[begin DATA SUPPLIED]

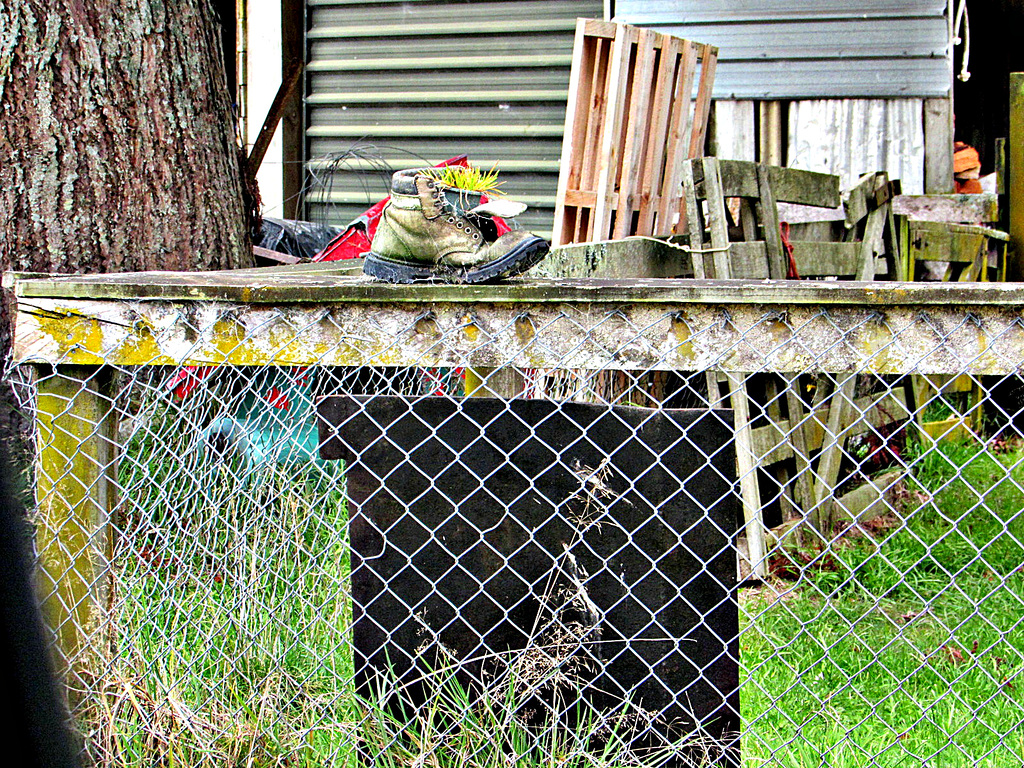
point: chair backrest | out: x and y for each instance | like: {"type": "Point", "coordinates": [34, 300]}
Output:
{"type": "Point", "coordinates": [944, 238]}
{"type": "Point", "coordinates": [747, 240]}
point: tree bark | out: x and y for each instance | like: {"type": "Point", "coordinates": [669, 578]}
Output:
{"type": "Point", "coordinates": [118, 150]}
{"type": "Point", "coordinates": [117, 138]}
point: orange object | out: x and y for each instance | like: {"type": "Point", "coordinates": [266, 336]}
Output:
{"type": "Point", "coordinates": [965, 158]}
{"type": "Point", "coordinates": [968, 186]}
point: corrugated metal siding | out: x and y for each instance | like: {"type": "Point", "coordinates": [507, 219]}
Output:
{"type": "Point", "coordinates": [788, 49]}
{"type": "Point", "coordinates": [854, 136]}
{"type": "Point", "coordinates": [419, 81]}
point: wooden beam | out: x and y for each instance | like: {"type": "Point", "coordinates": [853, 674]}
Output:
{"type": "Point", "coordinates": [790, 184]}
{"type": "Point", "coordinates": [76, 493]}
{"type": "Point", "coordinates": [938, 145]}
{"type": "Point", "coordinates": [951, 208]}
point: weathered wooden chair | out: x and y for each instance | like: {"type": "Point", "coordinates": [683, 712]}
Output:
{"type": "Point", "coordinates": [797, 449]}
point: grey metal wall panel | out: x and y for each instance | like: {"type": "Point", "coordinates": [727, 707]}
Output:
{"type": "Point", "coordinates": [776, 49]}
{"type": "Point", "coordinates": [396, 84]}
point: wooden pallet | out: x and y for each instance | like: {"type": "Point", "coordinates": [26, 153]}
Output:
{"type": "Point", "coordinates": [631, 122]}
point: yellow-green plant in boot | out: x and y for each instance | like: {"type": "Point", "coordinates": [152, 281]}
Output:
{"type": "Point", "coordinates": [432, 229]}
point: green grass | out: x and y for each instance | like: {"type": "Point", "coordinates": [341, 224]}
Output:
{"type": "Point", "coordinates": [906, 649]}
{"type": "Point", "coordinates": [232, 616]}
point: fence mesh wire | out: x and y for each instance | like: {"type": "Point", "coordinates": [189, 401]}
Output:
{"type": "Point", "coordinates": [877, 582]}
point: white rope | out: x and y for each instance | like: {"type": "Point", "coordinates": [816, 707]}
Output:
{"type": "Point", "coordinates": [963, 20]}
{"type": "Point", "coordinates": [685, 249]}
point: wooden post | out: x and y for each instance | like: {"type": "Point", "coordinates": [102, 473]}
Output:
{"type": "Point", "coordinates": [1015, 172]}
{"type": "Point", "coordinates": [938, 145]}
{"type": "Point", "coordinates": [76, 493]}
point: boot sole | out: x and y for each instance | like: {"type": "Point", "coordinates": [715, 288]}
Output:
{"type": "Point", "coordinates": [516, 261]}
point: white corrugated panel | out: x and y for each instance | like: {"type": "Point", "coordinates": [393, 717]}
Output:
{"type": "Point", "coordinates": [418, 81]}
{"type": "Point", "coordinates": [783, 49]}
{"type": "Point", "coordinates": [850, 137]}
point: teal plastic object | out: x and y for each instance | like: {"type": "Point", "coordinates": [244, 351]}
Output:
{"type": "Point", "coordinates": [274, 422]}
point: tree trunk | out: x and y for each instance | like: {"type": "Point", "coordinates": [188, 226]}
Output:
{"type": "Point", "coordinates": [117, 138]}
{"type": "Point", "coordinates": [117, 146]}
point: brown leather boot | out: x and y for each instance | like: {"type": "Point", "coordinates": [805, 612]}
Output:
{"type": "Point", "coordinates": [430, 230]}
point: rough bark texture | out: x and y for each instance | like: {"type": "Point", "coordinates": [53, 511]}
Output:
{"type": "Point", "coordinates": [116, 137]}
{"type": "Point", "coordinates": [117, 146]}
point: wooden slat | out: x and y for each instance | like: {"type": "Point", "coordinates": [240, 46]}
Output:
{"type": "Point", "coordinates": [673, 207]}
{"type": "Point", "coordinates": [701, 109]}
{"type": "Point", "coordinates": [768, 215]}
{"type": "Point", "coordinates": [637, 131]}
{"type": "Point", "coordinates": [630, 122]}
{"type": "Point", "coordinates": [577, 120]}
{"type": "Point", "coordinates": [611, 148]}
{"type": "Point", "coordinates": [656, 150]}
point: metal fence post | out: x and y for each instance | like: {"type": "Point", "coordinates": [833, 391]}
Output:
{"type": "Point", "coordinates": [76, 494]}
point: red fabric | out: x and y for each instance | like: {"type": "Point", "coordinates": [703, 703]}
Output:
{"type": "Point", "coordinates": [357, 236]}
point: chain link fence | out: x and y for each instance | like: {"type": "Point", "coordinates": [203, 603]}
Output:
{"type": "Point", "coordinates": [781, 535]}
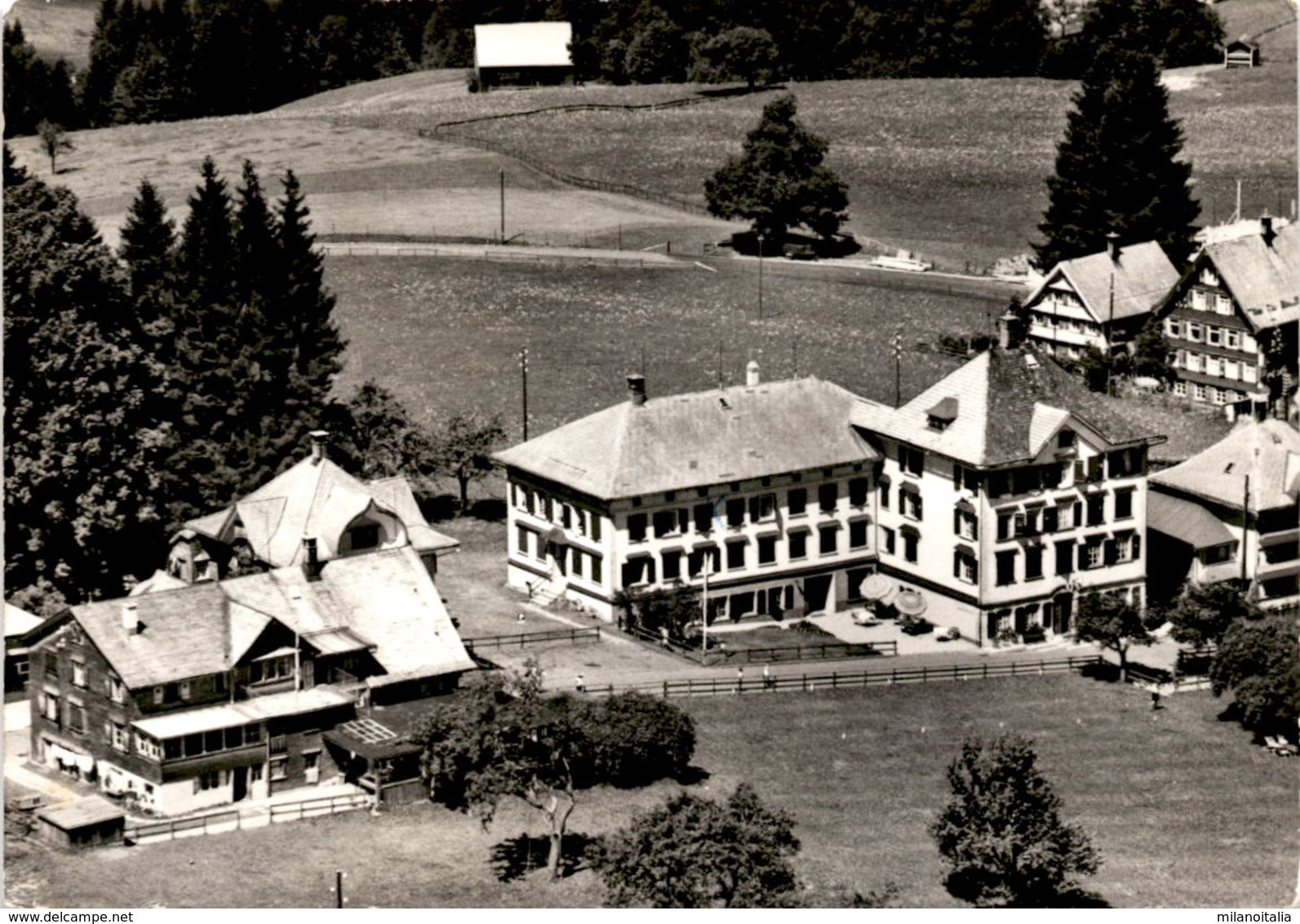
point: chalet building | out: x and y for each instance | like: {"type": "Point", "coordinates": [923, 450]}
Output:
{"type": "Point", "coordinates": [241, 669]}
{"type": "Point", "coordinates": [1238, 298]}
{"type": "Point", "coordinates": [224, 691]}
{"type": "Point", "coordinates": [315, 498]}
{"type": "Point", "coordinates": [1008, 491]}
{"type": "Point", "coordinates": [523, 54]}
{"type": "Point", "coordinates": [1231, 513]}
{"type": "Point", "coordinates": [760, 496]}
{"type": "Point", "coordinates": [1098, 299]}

[end DATA SUPPLIED]

** PROBLEM TO WORK ON **
Each line of the data is to be duplicated exactly; pictures stay out of the copy.

** ANSWER TO THE PROBLEM **
point: chair backrest | out: x and y for each instance | like: {"type": "Point", "coordinates": [34, 300]}
Output:
{"type": "Point", "coordinates": [944, 238]}
{"type": "Point", "coordinates": [747, 240]}
point: tree bark | out: x and y for each instance | like: {"type": "Point", "coordinates": [669, 578]}
Output:
{"type": "Point", "coordinates": [118, 150]}
{"type": "Point", "coordinates": [117, 138]}
point: orange object | out: x and y for each instance | like: {"type": "Point", "coordinates": [266, 336]}
Output:
{"type": "Point", "coordinates": [965, 158]}
{"type": "Point", "coordinates": [968, 186]}
point: corrugated metal siding | out: x and y for each instance | like: {"type": "Point", "coordinates": [507, 219]}
Output:
{"type": "Point", "coordinates": [788, 49]}
{"type": "Point", "coordinates": [854, 136]}
{"type": "Point", "coordinates": [419, 81]}
point: wooden beam | out: x and y for each instance | like: {"type": "Point", "coordinates": [853, 674]}
Output:
{"type": "Point", "coordinates": [790, 184]}
{"type": "Point", "coordinates": [76, 493]}
{"type": "Point", "coordinates": [938, 145]}
{"type": "Point", "coordinates": [951, 208]}
point: weathered wooden chair | out: x and y for each instance | like: {"type": "Point", "coordinates": [683, 712]}
Output:
{"type": "Point", "coordinates": [797, 449]}
point: grey metal wall panel | out: x and y for each instance | like: {"type": "Point", "coordinates": [727, 707]}
Output:
{"type": "Point", "coordinates": [776, 49]}
{"type": "Point", "coordinates": [396, 84]}
point: wooden pallet | out: x and y for each instance | like: {"type": "Point", "coordinates": [26, 153]}
Output:
{"type": "Point", "coordinates": [631, 122]}
point: yellow-green plant in boot | out: x and y for each instance | like: {"type": "Point", "coordinates": [152, 281]}
Output:
{"type": "Point", "coordinates": [432, 229]}
point: green grass | out: x and y for each instance | like: {"type": "Point", "coordinates": [341, 224]}
Output:
{"type": "Point", "coordinates": [906, 649]}
{"type": "Point", "coordinates": [232, 616]}
point: fence mesh wire | out: x and y for each instance | like: {"type": "Point", "coordinates": [189, 401]}
Output:
{"type": "Point", "coordinates": [877, 582]}
point: white rope | out: x and y for each instance | like: {"type": "Point", "coordinates": [816, 707]}
Output:
{"type": "Point", "coordinates": [963, 20]}
{"type": "Point", "coordinates": [685, 249]}
point: wooden post | out: x and y for each instance | like: {"type": "Point", "coordinates": [102, 473]}
Output:
{"type": "Point", "coordinates": [1015, 172]}
{"type": "Point", "coordinates": [938, 145]}
{"type": "Point", "coordinates": [76, 493]}
point: boot sole | out: x and y for each instance | like: {"type": "Point", "coordinates": [715, 288]}
Output:
{"type": "Point", "coordinates": [516, 261]}
point: white corrugated panel | out: x and y for each instance | like: {"type": "Point", "coordinates": [393, 717]}
Output:
{"type": "Point", "coordinates": [418, 81]}
{"type": "Point", "coordinates": [783, 49]}
{"type": "Point", "coordinates": [850, 137]}
point: teal plastic object | out: x and y for each instance | like: {"type": "Point", "coordinates": [244, 351]}
Output:
{"type": "Point", "coordinates": [274, 422]}
point: tree trunk | out: x and y for each instance | like: {"type": "Point", "coordinates": [188, 226]}
Output:
{"type": "Point", "coordinates": [117, 138]}
{"type": "Point", "coordinates": [117, 146]}
point: brown leather boot | out: x and y for each instance | like: {"type": "Point", "coordinates": [805, 612]}
Output:
{"type": "Point", "coordinates": [430, 230]}
point: rough bark texture | out: x and y for each instance | like: {"type": "Point", "coordinates": [53, 511]}
Output:
{"type": "Point", "coordinates": [116, 137]}
{"type": "Point", "coordinates": [117, 146]}
point: wooden slat | out: x and y for each instance | like: {"type": "Point", "coordinates": [240, 46]}
Output:
{"type": "Point", "coordinates": [673, 207]}
{"type": "Point", "coordinates": [701, 109]}
{"type": "Point", "coordinates": [768, 215]}
{"type": "Point", "coordinates": [637, 131]}
{"type": "Point", "coordinates": [630, 122]}
{"type": "Point", "coordinates": [577, 120]}
{"type": "Point", "coordinates": [611, 148]}
{"type": "Point", "coordinates": [656, 150]}
point: metal fence post | out: x and y for each instance | like: {"type": "Point", "coordinates": [833, 391]}
Output:
{"type": "Point", "coordinates": [76, 494]}
point: red fabric | out: x and y for each instance | like: {"type": "Point", "coordinates": [703, 703]}
Output:
{"type": "Point", "coordinates": [357, 236]}
point: chain link fence | out: x and y for each instance | like: {"type": "Point", "coordinates": [203, 603]}
Output:
{"type": "Point", "coordinates": [781, 535]}
point: chalet building | out: x and y for each instance | like: {"type": "Point", "coordinates": [923, 450]}
Output:
{"type": "Point", "coordinates": [241, 669]}
{"type": "Point", "coordinates": [1238, 298]}
{"type": "Point", "coordinates": [224, 691]}
{"type": "Point", "coordinates": [315, 498]}
{"type": "Point", "coordinates": [1008, 491]}
{"type": "Point", "coordinates": [523, 54]}
{"type": "Point", "coordinates": [1231, 513]}
{"type": "Point", "coordinates": [760, 496]}
{"type": "Point", "coordinates": [1098, 299]}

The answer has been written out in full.